What you will do:
a) In the text on polyurethane dispersion, what do polyurethanes produce when they react in water?
b) Translate this sentence from the polyurethane dispersion text into Spanish: "Using VOC exempt solvents is not a panacea as they have their own weaknesses."
c) Write what comes next in the text on polyurethane dispersion, picking up after its final sentence.

Segment Start: Page text

= Polyurethane dispersion =

Chintan patel

Polyurethane dispersion, or PUD, is understood to be a polyurethane polymer resin dispersed in water, rather than a solvent, although some cosolvent may be used. Its manufacture involves the synthesis of polyurethanes having carboxylic acid functionality or nonionic hydrophiles like PEG (polyethylene glycol) incorporated into, or pendant from, the polymer backbone. Two component polyurethane dispersions are also available.

== Background ==
There has been a general trend towards converting existing resin systems to waterborne resins, for ease of use and environmental considerations. Particularly, their development was driven by increased demand for solventless systems since the manufacture of coatings and adhesives entailed the increasing release of solvents into the atmosphere from numerous sources. Using VOC exempt solvents is not a panacea as they have their own weaknesses.

The problem has always been that polyurethanes in water are not stable, reacting to produce a urea and carbon dioxide. Many papers and patents have been published on the subject. For environmental reasons there is even a push to have PUD available both water-based and bio-based or made from renewable raw materials. PUDs are used because of the general desire to formulate coatings, adhesives, sealants and elastomers based on water rather than solvent, and because of the perceived or assumed benefits to the environment.

== Synthesis ==

The techniques and manufacturing processes have changed over the years from those described in the first papers, journal articles and patents that were published. There are a number of techniques available depending on what type of species is required. An ion may be formed which can be an anion thus forming an anionic PUD or a cation may be formed forming a cationic PUD. Also, it is possible to synthesize a non-ionic PUD. This involves using materials that will produce an ethylene oxide backbone, or similar, or a water-soluble chain pendant from the main polymer backbone.

Segment End: Page text
Segment Start: Listed records

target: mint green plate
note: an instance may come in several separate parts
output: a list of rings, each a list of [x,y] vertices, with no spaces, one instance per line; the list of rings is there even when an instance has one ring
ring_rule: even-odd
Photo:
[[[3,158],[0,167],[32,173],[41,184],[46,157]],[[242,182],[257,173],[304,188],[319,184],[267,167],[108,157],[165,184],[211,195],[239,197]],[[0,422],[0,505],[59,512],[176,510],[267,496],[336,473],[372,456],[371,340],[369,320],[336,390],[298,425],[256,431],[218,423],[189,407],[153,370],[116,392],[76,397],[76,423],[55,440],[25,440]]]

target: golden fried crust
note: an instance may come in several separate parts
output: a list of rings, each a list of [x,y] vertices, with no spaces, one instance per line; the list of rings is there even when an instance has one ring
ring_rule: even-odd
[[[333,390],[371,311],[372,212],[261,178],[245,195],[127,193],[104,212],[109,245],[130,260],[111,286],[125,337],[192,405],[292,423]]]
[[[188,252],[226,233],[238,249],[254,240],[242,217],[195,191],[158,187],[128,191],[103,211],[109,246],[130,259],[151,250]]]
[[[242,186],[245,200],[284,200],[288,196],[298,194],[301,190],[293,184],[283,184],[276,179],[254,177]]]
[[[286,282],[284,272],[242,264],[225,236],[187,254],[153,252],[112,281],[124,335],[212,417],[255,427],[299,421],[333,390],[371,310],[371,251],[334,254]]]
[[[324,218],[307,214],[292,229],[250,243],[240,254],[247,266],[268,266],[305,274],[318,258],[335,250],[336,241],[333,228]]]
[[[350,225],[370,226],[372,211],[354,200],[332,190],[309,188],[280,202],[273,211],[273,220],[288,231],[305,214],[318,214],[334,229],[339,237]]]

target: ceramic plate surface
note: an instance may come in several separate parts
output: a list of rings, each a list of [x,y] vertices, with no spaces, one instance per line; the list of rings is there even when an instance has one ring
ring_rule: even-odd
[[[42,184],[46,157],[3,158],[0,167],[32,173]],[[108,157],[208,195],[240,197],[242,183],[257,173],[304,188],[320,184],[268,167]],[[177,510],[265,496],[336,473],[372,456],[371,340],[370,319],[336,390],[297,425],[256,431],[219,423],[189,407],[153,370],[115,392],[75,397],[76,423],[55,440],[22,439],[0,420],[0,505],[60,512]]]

Segment End: Listed records
Segment Start: Listed records

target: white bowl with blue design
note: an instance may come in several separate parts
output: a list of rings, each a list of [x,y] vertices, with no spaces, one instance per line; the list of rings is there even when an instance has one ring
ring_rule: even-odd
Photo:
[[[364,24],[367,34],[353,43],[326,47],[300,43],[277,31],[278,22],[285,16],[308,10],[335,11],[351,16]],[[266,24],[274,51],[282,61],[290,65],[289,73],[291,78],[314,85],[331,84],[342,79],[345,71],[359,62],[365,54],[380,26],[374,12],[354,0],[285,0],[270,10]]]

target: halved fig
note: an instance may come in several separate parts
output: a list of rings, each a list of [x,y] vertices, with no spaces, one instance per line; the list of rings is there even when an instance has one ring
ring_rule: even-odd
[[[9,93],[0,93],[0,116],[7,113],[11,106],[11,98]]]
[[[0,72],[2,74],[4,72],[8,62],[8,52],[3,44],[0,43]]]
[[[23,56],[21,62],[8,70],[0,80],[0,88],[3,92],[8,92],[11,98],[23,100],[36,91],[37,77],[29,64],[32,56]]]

Segment End: Listed records

Answers by task:
a) A urea and carbon dioxide.

b) El uso de disolventes exentos de COV no es una panacea, ya que tienen sus propias debilidades.

c)
Anionic PUDs are by far the most common available commercially. To produce these, initially a polyurethane prepolymer is manufactured in the usual way but instead of just using isocyanate and polyol, a modifier is included in the polymer backbone chain or pendant from the main backbone. This modifier is/was mainly dimethylol propionic acid (DMPA). This molecule contains two hydroxy groups and a carboxylic acid group. The OH groups react with the isocyanate groups to produce an NCO terminated prepolymer but with a pendant COOH group. This is now dispersed under shear in water with a suitable neutralizing agent such as triethylamine. This reacts with the carboxylic acid forming a salt which is water soluble. Usually, a diamine chain extender is then added to produce a polyurethane dispersed in water with no free NCO groups but with polyurethane and polyurea segments. Dytek A is commonly used as the chain extender. Various papers and patents show that an amine chain extender with more than two functionalities such as a triamine may be used too. Chain extender studies have been carried out.

There is also a push to have a synthesis strategy that is non-isocyanate based. When blocked isocyanates are used there is no isocyanate (NCO) functionality and hence the water reaction producing carbon dioxide so dispersion is easier. Modifiers other than DMPA have been researched.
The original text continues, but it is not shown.